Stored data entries
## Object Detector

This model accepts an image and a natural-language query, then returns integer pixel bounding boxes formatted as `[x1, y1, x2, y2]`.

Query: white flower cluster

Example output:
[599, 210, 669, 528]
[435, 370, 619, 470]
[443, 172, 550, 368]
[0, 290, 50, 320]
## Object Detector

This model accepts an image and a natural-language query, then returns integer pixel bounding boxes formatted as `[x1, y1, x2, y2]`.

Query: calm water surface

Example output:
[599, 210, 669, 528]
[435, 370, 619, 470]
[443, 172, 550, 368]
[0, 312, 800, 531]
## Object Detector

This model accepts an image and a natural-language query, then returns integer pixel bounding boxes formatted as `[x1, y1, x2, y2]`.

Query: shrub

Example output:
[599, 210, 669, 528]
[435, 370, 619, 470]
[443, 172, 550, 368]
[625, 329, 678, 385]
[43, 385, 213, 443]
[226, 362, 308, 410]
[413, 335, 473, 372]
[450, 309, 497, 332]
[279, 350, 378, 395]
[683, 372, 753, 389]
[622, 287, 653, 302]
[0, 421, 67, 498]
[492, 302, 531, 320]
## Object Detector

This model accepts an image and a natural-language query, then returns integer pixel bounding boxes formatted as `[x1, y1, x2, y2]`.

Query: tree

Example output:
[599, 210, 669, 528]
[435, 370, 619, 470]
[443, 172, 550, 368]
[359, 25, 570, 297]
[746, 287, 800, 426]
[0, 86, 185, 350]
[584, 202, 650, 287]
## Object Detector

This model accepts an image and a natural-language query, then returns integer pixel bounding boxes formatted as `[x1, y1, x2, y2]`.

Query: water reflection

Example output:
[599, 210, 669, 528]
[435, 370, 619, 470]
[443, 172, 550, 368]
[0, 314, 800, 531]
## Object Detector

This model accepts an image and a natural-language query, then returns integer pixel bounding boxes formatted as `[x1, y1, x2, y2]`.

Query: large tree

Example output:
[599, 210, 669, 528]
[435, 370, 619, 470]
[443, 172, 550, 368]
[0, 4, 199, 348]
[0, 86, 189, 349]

## REQUEST
Output every line from the start of the records through the line containing "[584, 202, 650, 287]", including that line, as a JSON list of strings with one string per line. Leave out blank lines.

## ANSWER TO THE TASK
[
  "## Object Detector",
  "This model accepts an image and a natural-language query, then returns integer pixel bounding boxes formatted as `[x1, y1, x2, y2]`.",
  "Query: white flower cluster",
  "Example output:",
  "[599, 210, 669, 528]",
  "[435, 370, 619, 470]",
  "[443, 172, 550, 368]",
  "[0, 290, 50, 320]",
  "## Object Detector",
  "This model accepts an image and a natural-language query, then returns integer pixel bounding boxes formatted as `[x1, y1, x2, y2]`.",
  "Query: calm water surface",
  "Example output:",
  "[599, 210, 669, 528]",
  "[435, 370, 619, 470]",
  "[443, 172, 550, 368]",
  "[0, 312, 800, 531]",
  "## Object Detector",
  "This model accepts an image and a natural-language query, then returns integer pixel bounding boxes formatted as `[x1, y1, x2, y2]`.",
  "Query: shrub",
  "Example output:",
  "[599, 210, 669, 528]",
  "[435, 370, 619, 470]",
  "[443, 172, 550, 368]",
  "[625, 329, 678, 385]",
  "[43, 385, 213, 443]",
  "[226, 362, 308, 410]",
  "[413, 335, 473, 372]",
  "[450, 309, 497, 332]",
  "[279, 350, 378, 395]",
  "[683, 372, 753, 389]",
  "[622, 287, 653, 302]",
  "[0, 421, 67, 498]",
  "[492, 302, 531, 320]",
  "## Object Detector",
  "This model accepts an image and a natural-language query, then returns integer pixel bounding boxes formatted as `[x1, y1, x2, y2]`.",
  "Query: tree",
  "Example output:",
  "[599, 210, 669, 528]",
  "[435, 370, 619, 470]",
  "[443, 172, 550, 368]",
  "[359, 25, 570, 297]",
  "[746, 287, 800, 426]",
  "[0, 86, 185, 350]",
  "[584, 202, 650, 287]"
]